* [STATED TASK]: Return the part of the album passage that starts with "Here I Am Again is" and goes on through "MCA in 1973.", copied word for word.

* [TEXT PASSAGE]:
Studio album by Loretta Lynn
- Released: October 2, 1972
- Recorded: January 18–August 9, 1972
- Studios: Bradley's Barn, Mount Juliet, Tennessee
- Genre: Country
- Length: 26:05
- Label: Decca
- Producer: Owen Bradley

Loretta Lynn chronology
| God Bless America Again (1972) | Here I Am Again (1972) | Entertainer of the Year (1973) |

Singles from Here I Am Again
- "Here I Am Again" Released: June 12, 1972;

= Here I Am Again =

Here I Am Again is the twenty-first solo studio album by American country music singer-songwriter Loretta Lynn. It was released on October 2, 1972, by Decca Records. The album features liner notes written by Lynn's mother, Clara Butcher, who had remarried following the death of Lynn's father, Ted Webb, in 1959. This would be Lynn's last studio album to be released under Decca Records, which would merge with MCA in 1973.

* [SUPPLIED INFORMATION]:
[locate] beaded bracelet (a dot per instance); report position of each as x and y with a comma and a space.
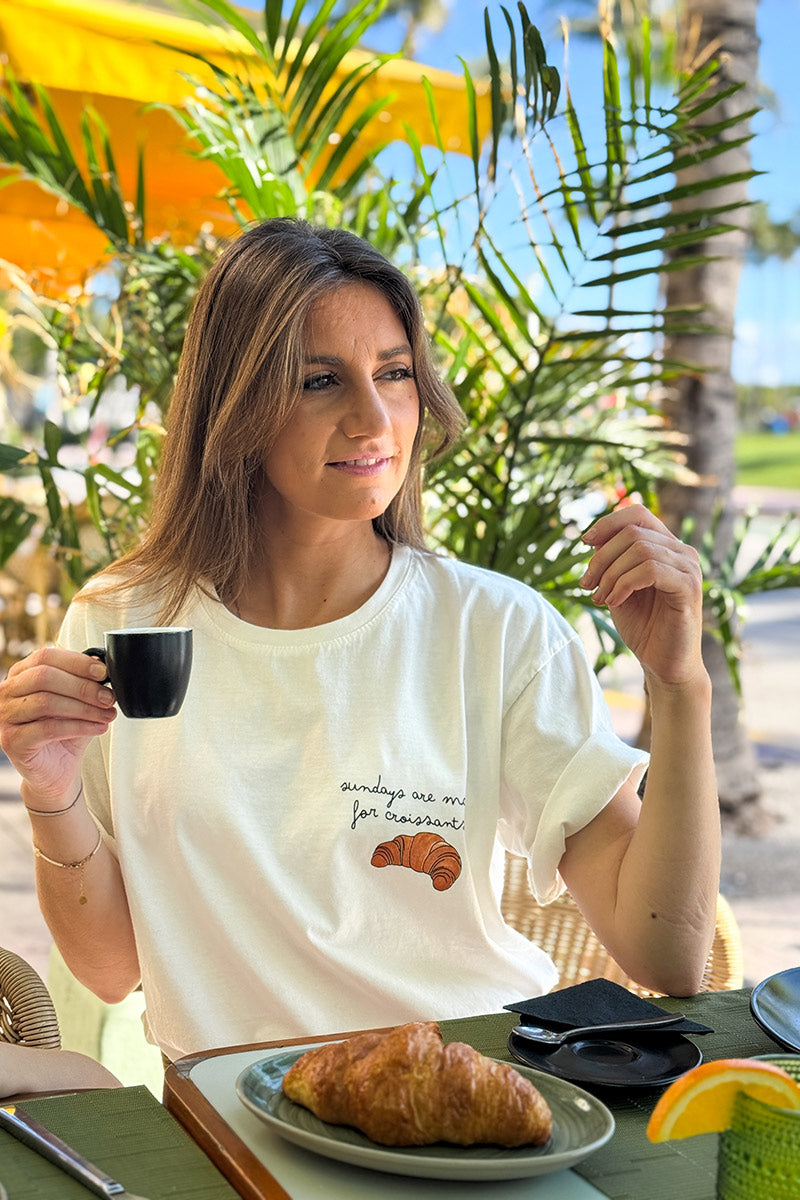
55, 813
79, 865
==
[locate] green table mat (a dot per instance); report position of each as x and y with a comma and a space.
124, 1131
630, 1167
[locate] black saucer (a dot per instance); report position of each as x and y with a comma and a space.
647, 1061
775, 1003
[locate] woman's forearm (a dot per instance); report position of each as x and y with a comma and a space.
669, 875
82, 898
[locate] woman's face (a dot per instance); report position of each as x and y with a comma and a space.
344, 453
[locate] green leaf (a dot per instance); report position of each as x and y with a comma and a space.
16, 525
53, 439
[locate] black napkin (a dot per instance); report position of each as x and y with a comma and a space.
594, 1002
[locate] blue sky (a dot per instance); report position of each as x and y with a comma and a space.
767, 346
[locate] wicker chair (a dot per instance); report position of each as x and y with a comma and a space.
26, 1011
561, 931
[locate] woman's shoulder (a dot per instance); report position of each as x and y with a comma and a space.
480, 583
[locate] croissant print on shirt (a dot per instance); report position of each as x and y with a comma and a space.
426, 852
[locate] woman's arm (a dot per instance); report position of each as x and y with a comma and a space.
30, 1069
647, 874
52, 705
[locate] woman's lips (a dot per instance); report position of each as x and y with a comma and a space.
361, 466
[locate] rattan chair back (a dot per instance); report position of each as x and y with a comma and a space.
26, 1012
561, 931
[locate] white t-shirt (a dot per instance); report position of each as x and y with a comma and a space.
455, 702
==
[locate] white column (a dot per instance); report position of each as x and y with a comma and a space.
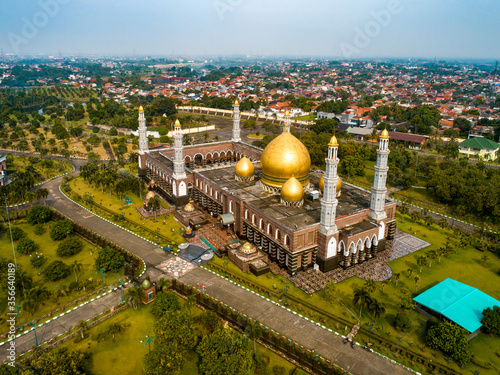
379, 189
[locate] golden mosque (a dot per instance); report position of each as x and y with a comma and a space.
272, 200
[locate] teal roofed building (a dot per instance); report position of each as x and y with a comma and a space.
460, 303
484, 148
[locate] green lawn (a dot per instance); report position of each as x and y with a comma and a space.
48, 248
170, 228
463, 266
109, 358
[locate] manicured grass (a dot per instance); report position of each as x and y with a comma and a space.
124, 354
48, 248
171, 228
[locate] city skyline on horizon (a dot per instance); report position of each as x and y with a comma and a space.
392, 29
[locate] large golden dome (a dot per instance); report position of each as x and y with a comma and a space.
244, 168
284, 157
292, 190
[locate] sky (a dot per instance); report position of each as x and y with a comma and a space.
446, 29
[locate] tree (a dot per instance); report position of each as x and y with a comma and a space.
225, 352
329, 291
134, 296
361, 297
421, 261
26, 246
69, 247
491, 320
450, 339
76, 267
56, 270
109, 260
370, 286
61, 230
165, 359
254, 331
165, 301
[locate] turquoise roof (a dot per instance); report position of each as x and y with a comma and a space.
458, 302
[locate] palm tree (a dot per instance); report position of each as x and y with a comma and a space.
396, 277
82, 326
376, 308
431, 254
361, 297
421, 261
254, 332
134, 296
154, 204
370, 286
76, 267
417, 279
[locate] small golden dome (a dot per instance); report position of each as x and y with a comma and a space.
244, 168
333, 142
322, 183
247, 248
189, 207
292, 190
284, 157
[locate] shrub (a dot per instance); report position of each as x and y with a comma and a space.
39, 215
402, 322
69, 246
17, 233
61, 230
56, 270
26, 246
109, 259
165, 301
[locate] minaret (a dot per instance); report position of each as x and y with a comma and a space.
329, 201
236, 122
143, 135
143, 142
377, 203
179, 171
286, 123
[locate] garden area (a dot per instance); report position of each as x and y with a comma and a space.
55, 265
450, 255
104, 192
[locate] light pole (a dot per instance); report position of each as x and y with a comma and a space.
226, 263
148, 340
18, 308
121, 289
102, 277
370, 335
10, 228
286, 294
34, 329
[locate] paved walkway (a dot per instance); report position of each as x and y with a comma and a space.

* [EXERCISE RESPONSE]:
Here I Am Again is the twenty-first solo studio album by American country music singer-songwriter Loretta Lynn. It was released on October 2, 1972, by Decca Records. The album features liner notes written by Lynn's mother, Clara Butcher, who had remarried following the death of Lynn's father, Ted Webb, in 1959. This would be Lynn's last studio album to be released under Decca Records, which would merge with MCA in 1973.